■ **WHAT THE TASK ASKS**
Copy out all the data, word for word.

Dataset rows:
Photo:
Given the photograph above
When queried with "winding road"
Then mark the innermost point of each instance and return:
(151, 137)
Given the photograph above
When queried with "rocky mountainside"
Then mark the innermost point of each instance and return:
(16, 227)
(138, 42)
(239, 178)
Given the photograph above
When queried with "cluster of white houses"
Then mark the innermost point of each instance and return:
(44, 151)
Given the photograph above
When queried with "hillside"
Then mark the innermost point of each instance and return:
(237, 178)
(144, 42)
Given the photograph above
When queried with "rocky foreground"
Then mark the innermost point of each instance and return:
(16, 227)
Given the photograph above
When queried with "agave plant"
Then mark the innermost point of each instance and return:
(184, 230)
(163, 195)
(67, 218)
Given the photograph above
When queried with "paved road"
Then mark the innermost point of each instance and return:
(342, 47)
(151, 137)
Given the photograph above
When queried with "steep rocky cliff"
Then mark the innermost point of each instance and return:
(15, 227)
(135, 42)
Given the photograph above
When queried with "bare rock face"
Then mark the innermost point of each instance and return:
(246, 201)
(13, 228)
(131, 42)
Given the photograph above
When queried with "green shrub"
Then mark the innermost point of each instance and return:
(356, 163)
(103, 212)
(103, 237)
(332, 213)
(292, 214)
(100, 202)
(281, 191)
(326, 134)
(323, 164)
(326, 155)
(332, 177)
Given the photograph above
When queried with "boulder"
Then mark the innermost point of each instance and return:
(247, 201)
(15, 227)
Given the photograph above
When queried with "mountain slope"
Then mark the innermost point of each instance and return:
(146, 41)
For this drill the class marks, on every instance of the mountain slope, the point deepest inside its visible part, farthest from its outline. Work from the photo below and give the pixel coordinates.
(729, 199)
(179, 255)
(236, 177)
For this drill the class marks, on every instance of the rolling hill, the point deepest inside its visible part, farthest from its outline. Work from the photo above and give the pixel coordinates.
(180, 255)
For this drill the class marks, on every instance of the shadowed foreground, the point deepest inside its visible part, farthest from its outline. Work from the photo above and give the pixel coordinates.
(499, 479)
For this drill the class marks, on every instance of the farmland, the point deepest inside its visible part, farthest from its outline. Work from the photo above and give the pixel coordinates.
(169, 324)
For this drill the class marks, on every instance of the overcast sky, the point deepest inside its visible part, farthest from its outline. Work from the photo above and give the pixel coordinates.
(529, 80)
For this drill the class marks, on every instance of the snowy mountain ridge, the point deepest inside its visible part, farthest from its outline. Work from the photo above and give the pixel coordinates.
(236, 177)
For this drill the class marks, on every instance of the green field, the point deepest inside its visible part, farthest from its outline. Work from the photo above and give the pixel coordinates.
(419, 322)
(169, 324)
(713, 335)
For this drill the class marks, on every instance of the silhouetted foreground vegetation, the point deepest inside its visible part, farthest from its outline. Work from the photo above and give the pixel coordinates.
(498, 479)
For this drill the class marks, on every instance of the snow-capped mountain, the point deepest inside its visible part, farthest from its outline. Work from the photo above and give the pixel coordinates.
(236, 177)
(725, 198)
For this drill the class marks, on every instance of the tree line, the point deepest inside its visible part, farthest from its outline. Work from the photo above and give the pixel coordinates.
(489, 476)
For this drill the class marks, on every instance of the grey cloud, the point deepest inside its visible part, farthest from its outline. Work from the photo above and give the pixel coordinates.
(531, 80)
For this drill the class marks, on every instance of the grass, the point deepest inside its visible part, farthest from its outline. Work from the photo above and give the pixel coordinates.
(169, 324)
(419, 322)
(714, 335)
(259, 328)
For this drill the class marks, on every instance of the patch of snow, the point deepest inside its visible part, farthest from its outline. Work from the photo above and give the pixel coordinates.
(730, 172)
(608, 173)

■ **TASK OUTPUT**
Photo:
Given the photograph above
When queried with "winding road"
Then mark the innermost point of each instance and return:
(151, 137)
Given the photograph above
When queried with "rocky mountainside"
Then mark the innermost point of each instance and return:
(16, 227)
(138, 42)
(239, 178)
Given the photograph above
When queried with "cluster of white houses"
Then mark the innermost point of each instance and return:
(44, 151)
Given the photograph above
When queried with "hillside"
Then mark the innermost point of each instance and return:
(237, 178)
(144, 42)
Given the photograph above
When queried with "rocky foreground"
Then mark the innermost point of each instance and return:
(16, 227)
Given the photograph above
When queried with "agave plant"
Then mark the innermost point of each instance and return:
(184, 230)
(163, 195)
(67, 218)
Given the photograph above
When queried with "paved road"
Then mark the innermost point of each instance and return:
(342, 47)
(151, 137)
Given the photograph above
When queried with "steep rocky cliff"
Then mark the innermost point of each instance and return:
(15, 227)
(135, 42)
Given the photograph above
When queried with "bare rock face"
Then mark the innermost point of each instance and return:
(246, 201)
(13, 228)
(131, 42)
Given the photograph above
When queried with "green shrub"
Then mark the innermost point of each instance and return:
(356, 163)
(103, 212)
(103, 237)
(332, 213)
(292, 214)
(100, 202)
(281, 191)
(326, 134)
(323, 164)
(326, 155)
(332, 177)
Given the photograph above
When queried with "boulder"
Then mark the innermost point of each instance and return:
(247, 201)
(15, 227)
Given the photograph above
When queried with "mountain slope"
Then mark the innermost point of each instance and return:
(146, 41)
For this drill the class marks, on every instance of the mountain slope, the point deepest inside its visible part, farthest from its outline. Work from the photo below and give the pixel coordinates.
(729, 199)
(179, 255)
(236, 177)
For this drill the class marks, on every instance of the rolling hill, the point deepest inside its visible part, farthest from its outline. Work from the photo above and give the pixel coordinates.
(180, 255)
For this drill the class marks, on every instance of the shadowed foreground, the point deepest inside its visible part, farthest from its outline. Work from the photo above and give the pixel coordinates.
(499, 479)
For this drill the class marks, on every instance of the farmland, the point deepest inside its visible part, farthest from its outline. Work from the photo above and give the pixel coordinates.
(169, 324)
For this drill the class marks, on every instance of the overcast sky, the point deepest inside its visible part, farthest from its outline. Work from the photo above and give the pixel coordinates.
(529, 80)
For this drill the class marks, on every instance of the snowy mountain ridge, the point deepest inside its visible part, farthest from its outline. Work from the photo above and give the pixel coordinates.
(236, 177)
For this drill the class marks, on every instance of the green field, the point deepest inside its visible part, farthest from its outline. Work from the photo above and give the pixel coordinates.
(419, 322)
(169, 324)
(713, 335)
For this drill the class marks, on every instance of the silhouetted foreground vegetation, the point deepest inside its visible part, farthest from its outline. Work from the photo above and give the pixel coordinates.
(498, 479)
For this drill the class marks, on every instance of the snow-capped mountain, the point deepest inside its visible part, farthest from its outline. Work from the photo above and give the pixel coordinates.
(236, 177)
(725, 198)
For this drill the class marks, on every instance of the tree line, the point deepest inside its visible part, farthest from its outline. Work from the photo above and give the pixel coordinates.
(489, 476)
For this drill the class marks, on every instance of the grey cloud, the point deepest inside its visible part, farthest from its outline. Work from the photo above and give the pixel coordinates.
(531, 80)
For this drill the class marks, on every instance of the grass, the point deepest inside its visible part, farthest from its outline. Work from the photo above and give the pixel coordinates.
(169, 324)
(419, 322)
(714, 335)
(259, 328)
For this drill the class marks, on every instance of the patch of snow, the point deepest inside its visible part, farthest from its outline. Work from the photo above and give the pixel coordinates.
(730, 172)
(608, 173)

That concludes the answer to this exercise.